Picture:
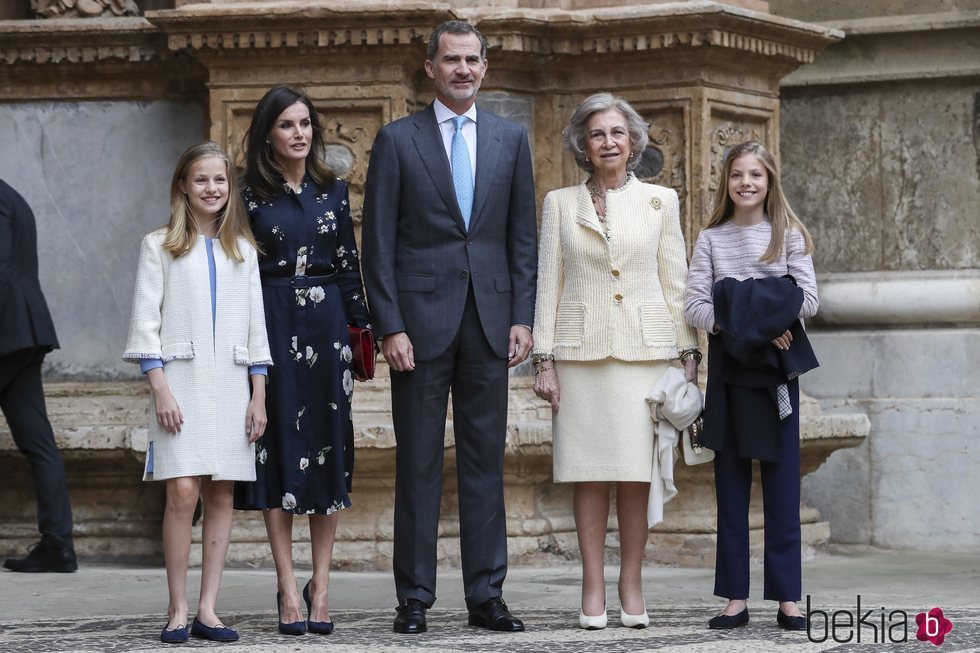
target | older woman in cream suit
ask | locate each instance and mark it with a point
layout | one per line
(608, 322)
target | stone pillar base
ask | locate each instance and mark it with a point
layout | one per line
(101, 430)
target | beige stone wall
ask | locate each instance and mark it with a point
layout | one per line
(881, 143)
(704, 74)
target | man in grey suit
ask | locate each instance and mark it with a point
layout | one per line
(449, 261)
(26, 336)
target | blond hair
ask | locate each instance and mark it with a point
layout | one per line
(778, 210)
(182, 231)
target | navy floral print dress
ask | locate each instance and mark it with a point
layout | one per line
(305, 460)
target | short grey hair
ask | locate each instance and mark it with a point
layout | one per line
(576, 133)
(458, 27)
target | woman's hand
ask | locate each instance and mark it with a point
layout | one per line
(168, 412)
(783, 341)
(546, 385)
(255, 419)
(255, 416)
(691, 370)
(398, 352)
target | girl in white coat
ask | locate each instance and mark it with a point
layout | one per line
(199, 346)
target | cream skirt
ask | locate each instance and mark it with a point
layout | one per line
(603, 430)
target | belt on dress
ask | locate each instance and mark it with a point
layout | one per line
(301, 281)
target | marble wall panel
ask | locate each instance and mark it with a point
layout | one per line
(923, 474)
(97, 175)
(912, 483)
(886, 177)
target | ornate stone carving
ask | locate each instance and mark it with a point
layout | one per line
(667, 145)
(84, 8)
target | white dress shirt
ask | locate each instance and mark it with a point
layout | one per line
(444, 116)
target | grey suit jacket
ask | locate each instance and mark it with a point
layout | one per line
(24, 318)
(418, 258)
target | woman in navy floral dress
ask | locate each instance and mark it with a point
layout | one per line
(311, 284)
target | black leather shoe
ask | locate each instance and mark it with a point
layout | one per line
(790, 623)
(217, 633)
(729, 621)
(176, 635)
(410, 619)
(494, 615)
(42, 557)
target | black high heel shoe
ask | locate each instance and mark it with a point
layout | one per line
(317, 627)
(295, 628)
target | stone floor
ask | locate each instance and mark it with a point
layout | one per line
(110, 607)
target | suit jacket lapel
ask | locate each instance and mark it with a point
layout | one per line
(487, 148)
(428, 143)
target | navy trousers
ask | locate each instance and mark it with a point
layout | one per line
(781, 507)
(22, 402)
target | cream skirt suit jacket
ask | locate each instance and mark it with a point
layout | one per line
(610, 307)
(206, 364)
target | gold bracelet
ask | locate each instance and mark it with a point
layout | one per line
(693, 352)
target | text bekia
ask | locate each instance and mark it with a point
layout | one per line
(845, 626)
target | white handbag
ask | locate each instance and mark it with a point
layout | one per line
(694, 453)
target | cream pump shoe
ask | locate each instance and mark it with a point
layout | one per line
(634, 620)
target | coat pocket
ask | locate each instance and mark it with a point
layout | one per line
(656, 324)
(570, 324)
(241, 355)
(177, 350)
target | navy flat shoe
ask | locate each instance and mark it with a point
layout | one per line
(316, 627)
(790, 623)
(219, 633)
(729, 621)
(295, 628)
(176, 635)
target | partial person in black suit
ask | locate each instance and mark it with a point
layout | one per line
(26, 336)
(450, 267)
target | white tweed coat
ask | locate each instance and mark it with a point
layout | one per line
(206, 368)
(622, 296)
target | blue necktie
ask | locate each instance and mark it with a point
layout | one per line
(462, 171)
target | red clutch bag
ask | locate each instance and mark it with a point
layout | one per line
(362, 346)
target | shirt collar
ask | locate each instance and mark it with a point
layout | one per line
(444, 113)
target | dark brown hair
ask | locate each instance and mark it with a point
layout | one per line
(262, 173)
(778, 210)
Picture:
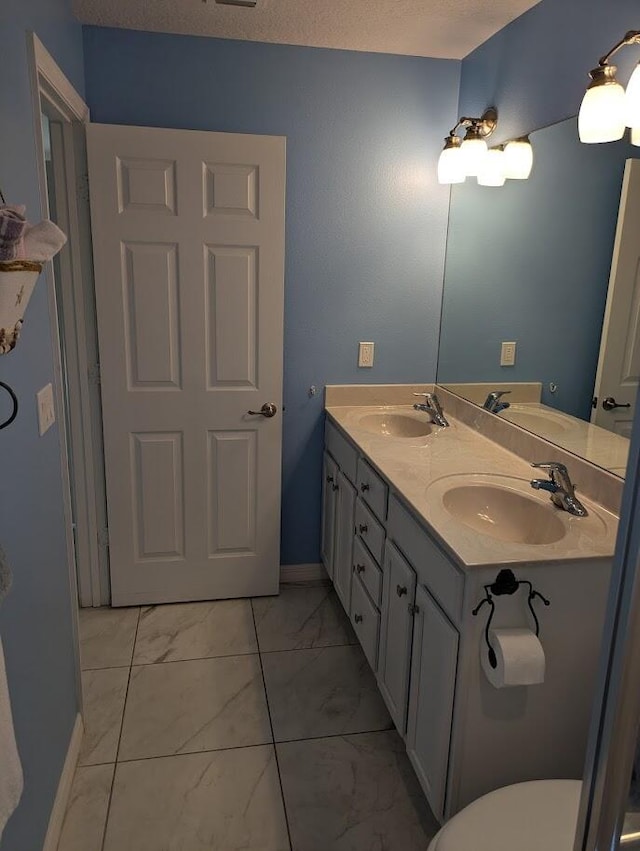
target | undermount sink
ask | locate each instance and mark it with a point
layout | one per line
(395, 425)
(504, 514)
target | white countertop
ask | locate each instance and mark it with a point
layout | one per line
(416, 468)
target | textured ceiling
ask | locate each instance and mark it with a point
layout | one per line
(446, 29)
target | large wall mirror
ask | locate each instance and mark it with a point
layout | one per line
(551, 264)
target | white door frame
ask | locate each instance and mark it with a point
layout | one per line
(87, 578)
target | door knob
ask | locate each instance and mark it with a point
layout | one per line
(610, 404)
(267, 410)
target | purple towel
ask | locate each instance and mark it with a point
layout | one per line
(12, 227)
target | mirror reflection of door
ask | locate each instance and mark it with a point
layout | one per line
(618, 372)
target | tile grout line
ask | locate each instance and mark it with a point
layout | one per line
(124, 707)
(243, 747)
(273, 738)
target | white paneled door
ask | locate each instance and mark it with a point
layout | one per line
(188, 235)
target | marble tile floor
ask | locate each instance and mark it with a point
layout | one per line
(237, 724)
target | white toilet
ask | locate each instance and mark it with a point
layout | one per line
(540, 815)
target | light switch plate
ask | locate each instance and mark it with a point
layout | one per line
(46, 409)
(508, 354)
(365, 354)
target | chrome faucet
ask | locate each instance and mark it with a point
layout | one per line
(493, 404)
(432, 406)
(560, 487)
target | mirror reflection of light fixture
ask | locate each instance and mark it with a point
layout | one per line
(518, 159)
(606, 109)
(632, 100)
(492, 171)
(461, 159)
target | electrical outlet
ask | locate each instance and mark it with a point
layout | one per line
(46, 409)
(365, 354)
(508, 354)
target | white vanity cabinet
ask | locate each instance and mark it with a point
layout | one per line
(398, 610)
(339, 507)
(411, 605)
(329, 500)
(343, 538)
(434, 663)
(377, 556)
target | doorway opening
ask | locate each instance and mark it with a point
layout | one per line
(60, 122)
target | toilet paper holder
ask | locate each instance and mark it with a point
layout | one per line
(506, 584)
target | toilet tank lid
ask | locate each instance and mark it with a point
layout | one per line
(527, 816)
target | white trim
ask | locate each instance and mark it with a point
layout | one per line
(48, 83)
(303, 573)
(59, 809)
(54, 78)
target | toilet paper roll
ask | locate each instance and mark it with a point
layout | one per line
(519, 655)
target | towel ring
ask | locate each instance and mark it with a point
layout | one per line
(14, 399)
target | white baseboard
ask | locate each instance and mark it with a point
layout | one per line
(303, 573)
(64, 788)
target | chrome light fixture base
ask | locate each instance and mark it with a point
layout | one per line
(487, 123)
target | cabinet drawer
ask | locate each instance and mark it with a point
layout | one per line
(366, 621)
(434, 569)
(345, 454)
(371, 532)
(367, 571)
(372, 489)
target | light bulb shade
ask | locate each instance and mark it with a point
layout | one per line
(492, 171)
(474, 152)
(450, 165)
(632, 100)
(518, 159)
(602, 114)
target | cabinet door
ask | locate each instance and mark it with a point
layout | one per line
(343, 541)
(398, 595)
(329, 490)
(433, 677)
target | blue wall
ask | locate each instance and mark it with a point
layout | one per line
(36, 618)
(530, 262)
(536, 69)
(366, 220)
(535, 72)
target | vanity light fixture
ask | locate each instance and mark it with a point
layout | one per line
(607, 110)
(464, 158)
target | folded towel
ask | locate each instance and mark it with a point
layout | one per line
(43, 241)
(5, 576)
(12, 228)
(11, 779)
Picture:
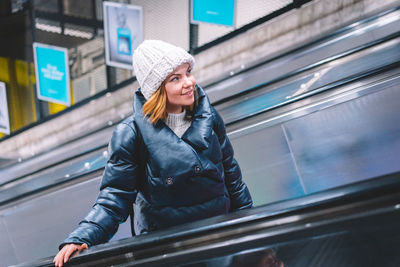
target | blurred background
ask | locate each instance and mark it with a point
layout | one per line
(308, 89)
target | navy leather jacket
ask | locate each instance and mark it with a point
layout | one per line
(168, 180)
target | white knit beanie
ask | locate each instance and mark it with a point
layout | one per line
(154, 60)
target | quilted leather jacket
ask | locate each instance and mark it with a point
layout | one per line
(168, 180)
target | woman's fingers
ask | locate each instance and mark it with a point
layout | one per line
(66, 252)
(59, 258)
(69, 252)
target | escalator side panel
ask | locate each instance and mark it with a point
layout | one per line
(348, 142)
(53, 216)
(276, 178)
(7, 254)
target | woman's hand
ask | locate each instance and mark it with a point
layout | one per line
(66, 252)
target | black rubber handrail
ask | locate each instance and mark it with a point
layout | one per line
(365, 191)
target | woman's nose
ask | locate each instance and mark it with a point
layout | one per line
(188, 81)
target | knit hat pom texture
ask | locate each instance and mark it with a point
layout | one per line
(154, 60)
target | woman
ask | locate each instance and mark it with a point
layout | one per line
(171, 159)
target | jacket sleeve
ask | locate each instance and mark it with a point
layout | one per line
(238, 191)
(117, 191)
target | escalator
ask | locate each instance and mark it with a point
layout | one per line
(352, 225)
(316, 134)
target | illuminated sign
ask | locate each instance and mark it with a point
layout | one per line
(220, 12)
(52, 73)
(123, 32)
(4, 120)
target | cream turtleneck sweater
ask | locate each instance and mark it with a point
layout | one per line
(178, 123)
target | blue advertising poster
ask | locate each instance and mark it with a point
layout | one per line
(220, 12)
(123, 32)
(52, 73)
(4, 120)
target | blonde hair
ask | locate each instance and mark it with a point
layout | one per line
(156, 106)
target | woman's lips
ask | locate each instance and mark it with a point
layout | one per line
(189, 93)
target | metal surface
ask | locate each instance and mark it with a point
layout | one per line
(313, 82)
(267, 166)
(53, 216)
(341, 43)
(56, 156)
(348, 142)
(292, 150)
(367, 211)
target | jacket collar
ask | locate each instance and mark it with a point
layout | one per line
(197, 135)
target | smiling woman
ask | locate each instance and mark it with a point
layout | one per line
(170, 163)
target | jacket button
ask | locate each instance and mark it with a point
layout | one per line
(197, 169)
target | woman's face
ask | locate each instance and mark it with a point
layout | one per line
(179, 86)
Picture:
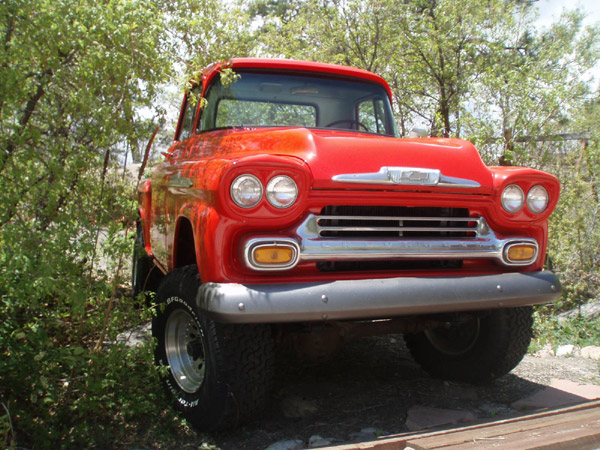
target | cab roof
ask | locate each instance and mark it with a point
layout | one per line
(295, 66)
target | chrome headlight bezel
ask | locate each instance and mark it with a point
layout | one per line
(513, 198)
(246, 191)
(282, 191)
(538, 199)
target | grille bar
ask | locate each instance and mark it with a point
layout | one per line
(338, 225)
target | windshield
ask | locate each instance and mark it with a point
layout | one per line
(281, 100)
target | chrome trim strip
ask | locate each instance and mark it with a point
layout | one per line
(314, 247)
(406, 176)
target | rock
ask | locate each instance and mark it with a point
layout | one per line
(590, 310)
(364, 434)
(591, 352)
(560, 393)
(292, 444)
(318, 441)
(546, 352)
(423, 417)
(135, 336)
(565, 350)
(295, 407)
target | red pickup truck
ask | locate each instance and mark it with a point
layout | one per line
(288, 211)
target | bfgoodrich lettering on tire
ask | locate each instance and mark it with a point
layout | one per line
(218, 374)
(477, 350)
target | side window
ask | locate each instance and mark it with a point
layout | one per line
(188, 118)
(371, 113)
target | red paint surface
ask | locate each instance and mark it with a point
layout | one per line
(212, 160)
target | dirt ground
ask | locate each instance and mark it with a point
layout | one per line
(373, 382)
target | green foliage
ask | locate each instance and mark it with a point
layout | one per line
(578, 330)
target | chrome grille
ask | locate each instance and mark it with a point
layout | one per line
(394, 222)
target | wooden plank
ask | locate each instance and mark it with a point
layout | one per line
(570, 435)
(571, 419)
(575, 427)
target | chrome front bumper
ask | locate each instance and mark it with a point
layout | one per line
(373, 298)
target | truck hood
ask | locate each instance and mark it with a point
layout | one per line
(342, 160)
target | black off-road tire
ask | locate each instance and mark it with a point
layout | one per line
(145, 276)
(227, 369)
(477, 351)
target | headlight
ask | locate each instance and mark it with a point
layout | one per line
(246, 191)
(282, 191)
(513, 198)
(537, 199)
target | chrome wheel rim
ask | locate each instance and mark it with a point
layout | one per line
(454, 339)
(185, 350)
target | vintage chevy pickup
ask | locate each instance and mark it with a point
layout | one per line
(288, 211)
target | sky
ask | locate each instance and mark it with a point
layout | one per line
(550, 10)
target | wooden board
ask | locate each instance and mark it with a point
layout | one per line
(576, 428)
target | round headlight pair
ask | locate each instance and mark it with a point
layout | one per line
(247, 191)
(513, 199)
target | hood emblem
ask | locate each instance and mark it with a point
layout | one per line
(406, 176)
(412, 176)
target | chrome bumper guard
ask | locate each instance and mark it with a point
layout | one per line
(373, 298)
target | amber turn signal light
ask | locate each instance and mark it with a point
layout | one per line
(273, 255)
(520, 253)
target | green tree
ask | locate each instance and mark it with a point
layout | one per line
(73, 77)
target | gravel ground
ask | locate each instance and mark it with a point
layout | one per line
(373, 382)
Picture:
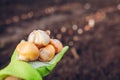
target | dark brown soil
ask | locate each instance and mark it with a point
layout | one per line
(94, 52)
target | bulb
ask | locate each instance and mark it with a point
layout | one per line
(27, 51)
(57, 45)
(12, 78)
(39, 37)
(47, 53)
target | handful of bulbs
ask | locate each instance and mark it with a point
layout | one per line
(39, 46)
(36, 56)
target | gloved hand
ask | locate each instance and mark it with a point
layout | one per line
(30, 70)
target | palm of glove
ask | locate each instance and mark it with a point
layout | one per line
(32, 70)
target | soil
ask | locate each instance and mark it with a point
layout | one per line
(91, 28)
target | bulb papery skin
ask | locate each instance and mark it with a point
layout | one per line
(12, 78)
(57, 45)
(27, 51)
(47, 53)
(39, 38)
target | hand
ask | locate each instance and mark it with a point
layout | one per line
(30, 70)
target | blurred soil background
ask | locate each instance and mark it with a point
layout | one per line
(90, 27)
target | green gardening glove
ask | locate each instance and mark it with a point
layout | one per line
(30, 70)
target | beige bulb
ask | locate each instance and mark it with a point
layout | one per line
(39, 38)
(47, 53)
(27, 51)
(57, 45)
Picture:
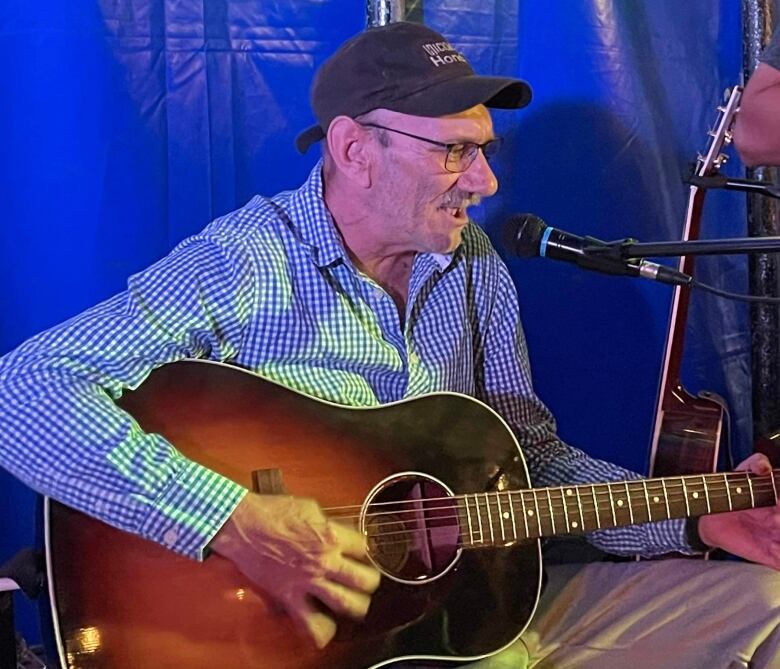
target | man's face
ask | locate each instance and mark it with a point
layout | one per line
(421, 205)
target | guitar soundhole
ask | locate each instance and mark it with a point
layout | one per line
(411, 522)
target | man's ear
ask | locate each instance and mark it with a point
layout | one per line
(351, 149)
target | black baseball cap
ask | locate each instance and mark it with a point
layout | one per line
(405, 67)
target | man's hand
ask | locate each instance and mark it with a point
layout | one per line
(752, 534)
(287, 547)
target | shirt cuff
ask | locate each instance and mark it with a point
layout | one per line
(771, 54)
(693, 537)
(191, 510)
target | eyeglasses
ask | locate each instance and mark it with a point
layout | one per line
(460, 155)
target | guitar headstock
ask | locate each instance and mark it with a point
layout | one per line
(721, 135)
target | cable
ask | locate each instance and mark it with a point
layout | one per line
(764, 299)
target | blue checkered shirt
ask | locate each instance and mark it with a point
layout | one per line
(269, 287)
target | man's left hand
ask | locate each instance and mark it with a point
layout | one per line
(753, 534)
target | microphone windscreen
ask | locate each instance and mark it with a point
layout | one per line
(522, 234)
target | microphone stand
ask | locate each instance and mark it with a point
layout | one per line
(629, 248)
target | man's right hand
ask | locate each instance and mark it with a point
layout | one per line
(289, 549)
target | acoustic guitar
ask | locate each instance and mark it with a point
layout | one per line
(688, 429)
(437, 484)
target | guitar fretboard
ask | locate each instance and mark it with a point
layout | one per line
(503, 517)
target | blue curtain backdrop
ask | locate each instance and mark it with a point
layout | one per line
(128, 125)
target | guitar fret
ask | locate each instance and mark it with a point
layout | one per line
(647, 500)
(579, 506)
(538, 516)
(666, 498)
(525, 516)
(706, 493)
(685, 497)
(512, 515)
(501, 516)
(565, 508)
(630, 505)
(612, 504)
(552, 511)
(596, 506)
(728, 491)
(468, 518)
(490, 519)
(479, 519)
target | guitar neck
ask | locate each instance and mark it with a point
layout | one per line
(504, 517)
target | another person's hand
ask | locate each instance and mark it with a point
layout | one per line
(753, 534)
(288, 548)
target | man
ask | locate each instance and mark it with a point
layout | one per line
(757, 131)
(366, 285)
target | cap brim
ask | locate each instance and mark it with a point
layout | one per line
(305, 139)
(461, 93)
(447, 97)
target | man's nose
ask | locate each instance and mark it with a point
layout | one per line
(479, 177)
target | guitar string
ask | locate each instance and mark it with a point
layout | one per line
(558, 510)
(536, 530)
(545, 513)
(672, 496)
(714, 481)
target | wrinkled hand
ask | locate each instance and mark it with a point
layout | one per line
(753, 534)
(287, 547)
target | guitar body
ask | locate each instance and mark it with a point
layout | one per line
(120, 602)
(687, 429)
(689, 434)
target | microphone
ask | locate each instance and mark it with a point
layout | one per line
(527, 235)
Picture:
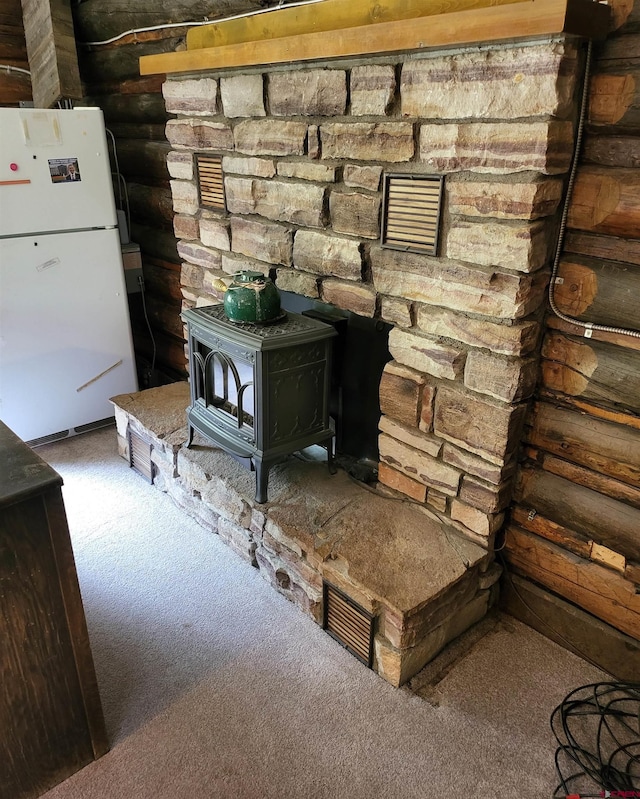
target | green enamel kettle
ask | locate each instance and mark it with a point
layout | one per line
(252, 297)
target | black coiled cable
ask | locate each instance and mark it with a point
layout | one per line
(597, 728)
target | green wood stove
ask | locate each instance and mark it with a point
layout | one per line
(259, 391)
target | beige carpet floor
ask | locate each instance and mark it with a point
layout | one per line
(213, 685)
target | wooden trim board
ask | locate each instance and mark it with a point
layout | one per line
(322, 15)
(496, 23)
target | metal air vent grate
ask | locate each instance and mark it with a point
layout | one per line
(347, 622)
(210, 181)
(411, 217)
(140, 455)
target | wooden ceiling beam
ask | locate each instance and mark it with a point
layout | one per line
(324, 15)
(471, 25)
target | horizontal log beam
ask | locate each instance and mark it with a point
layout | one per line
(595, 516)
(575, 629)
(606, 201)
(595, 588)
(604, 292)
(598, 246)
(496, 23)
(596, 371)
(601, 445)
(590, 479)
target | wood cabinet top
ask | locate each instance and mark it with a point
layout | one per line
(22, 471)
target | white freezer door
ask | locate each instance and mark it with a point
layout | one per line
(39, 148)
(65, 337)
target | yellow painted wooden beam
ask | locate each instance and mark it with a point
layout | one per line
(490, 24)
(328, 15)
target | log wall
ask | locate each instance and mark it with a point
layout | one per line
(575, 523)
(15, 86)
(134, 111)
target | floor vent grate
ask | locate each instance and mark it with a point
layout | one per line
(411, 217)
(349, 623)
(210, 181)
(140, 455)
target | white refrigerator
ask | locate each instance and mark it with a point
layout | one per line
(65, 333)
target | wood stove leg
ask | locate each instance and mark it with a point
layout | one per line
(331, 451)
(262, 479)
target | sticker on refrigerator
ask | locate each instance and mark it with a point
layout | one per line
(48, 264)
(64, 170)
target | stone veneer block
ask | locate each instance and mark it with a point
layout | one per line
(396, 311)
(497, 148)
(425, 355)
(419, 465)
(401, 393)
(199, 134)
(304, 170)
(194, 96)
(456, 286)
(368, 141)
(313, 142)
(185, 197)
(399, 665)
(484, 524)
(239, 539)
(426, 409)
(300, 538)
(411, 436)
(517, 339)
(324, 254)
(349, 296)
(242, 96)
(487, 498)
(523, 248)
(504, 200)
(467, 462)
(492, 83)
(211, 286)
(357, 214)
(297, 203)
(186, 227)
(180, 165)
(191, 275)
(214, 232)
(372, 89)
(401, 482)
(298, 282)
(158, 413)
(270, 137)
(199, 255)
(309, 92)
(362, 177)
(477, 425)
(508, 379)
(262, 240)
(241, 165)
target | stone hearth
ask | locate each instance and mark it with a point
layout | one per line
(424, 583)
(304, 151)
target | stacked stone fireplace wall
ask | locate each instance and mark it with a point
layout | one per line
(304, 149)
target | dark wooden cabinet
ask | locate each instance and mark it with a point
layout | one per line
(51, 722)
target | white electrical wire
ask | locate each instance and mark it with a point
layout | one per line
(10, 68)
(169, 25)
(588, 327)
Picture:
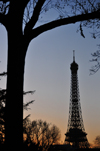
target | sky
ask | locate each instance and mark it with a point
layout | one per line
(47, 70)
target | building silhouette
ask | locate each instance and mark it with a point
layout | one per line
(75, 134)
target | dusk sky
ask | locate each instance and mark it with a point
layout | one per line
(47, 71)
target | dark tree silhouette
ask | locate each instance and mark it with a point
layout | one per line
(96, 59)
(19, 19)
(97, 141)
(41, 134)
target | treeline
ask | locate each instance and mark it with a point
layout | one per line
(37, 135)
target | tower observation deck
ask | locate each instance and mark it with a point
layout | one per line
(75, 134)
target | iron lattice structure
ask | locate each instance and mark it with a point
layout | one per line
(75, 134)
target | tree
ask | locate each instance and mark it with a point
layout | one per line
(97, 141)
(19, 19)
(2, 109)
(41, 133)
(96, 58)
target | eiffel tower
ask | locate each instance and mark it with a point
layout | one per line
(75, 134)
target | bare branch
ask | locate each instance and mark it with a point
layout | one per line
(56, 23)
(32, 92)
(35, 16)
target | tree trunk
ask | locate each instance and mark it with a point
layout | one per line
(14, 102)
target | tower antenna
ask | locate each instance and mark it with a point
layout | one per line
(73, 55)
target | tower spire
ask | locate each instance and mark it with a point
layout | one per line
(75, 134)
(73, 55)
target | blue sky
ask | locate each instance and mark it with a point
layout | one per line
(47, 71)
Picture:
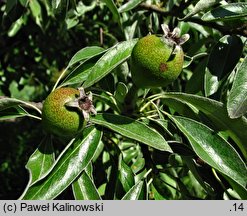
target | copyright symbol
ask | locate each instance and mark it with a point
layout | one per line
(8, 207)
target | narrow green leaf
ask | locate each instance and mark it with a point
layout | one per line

————————

### Work required
Only the lines above starting at the line that holds "target | textured ceiling" and ending at the line that holds "target | white door frame" are to be repeated, exactly and in full.

### Answer box
target | textured ceiling
ask | locate each instance and mark it with a point
layout | one per line
(446, 29)
target | large wall mirror
ask | locate each instance and mark it with a point
layout | one per line
(551, 264)
target | white door frame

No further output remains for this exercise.